Texto do documento:
---
A casa da minha avó era como um mundo de fantasias. Lugar onde meus irmãos e eu podíamos tudo, ganhávamos muitos mimos, comíamos todos os doces e chocolates que não podíamos comer em casa, andávamos de pé no chão – algo que minha mãe não deixava fazer – víamos os programas preferidos na TV, éramos crianças felizes no mais literal sentido que isso possa ser.
A minha avó era branquinha, gordinha e vaidosa. Pintava o cabelo ora de louro, ora com aquela cor de fogo que na época eu achava bem esquisito. Não tinha palavra ou atitude de negação com os netos. Era doce e sempre inventava brincadeiras com a gente. Comprava cana de açúcar e nós passávamos a tarde inteira assentados na área, mastigando a planta para sentir aquele caldinho doce na boca, e morríamos de rir das pessoas que tinham gastura daquilo! Aí é que a gente mastigava ainda mais! Ela fazia canudinhos com bambu e ficávamos soltando bolhas de sabão enquanto a tarde caía silenciosa. Ela brincava com a gente de passar anel, e eu adorava sentir aquelas mãos gordinhas e macias passar por entre as minhas, e ficava boquiaberta em ver como ela conseguia soltar o anel sem que a gente percebesse em quais mãos! Íamos passear na pracinha do cemitério, e ela sempre contava mil histórias de assombração, e aí, quem disse que a gente dormia naquele quarto que não entrava uma frestinha de luz? Ela gostava do breu para dormir... e então ela falava que as histórias eram todas inventadas, para a gente se acalmar e pegar no sono. Ela sempre dava um dinheirinho pra gente comprar o que quisesse no cinema: nas temporadas de férias, o meu tio sempre levava a gente para assistir ao lançamento d’Os Trapalhões. A gente curtia demais! Era milk shake de chocolate antes e depois da sessão! E perdi as contas de quantas amarelinhas eu pulei na área da casa da vovó. Ela sempre arrumava giz para a gente riscar maré no chão de cimento da área, e ficava lá apreciando a gente brincar, com aquele sorriso tranqüilo no rosto. Era tão imprescindível a companhia dela!
Lembro-me de uma vez estar na casa da minha avó quando começou uma tempestade. O dia virou noite, a luz acabou, o vento uivava, fechamos todas as janelas e ficamos na sala esperando o tempo acalmar, debaixo de cobertores super, hiper, mega, maxi quentes que eu só encontrava na casa da vovó. Minha avó começou a cantar o refrão de uma música da Clara Nunes, uma vez atrás da outra, sem parar, e disse que era para ajudar o tempo a passar. A letra era assim: “Eu vi chover, eu vi relampear, mas mesmo assim o céu estava azul, Samborê, Pemba, Folha de Jurema, Oxóssi reina de norte a sul...” Nunca soube (não perguntei na época) o que significava todos esses nomes com sotaque de umbanda, mas ela cantou tanto que eu aprendi e nunca mais me esqueci... Impressionante... Há momentos que ficam para sempre na nossa memória! Momentos meio mágicos...
---
Dados de origem:
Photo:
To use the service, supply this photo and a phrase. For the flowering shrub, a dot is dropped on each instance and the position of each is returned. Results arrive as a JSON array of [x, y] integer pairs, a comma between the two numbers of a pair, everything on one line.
---
Instrução 1:
Responda às perguntas abaixo com base no texto sobre a casa da avó.
(a) De que cores a avó pintava o cabelo?
(b) Com que material a avó fazia os canudinhos para as bolhas de sabão?
(c) De quem era a música cujo refrão a avó cantou durante a tempestade?
Instrução 2:
Reproduza tudo o que vai de "A casa da minha avó era" até "isso possa ser." no texto sobre a casa da avó, trocando "doces" por "balas".
Instrução 3:
Retome o texto sobre a casa da avó a partir do ponto em que ele termina.
Os dados não têm nenhuma relação com o texto sobre a casa da avó.

Resposta escrita 1:
(a) Ora de louro, ora com uma cor de fogo.
(b) Com bambu.
(c) De Clara Nunes.

Resposta escrita 2:
A casa da minha avó era como um mundo de fantasias. Lugar onde meus irmãos e eu podíamos tudo, ganhávamos muitos mimos, comíamos todos os balas e chocolates que não podíamos comer em casa, andávamos de pé no chão – algo que minha mãe não deixava fazer – víamos os programas preferidos na TV, éramos crianças felizes no mais literal sentido que isso possa ser.

Resposta escrita 3:
Passávamos metade das férias na casa da minha avó. Em um desses períodos tive catapora, e acho que foi a catapora mais bem cuidada que alguém podia ter! Mimos, cuidados, alimentação saudável, frutas, suquinho na cama... a única coisa ruim foi que mesmo estando na casa da vovó não consegui me livrar daquele remédio roxo bizarro que não me lembro o nome, que era bom para secar as feridas da catapora. Mas vovó me dizia que era para eu sarar logo, e eu aceitei de bom grado porque acreditava nela, claro!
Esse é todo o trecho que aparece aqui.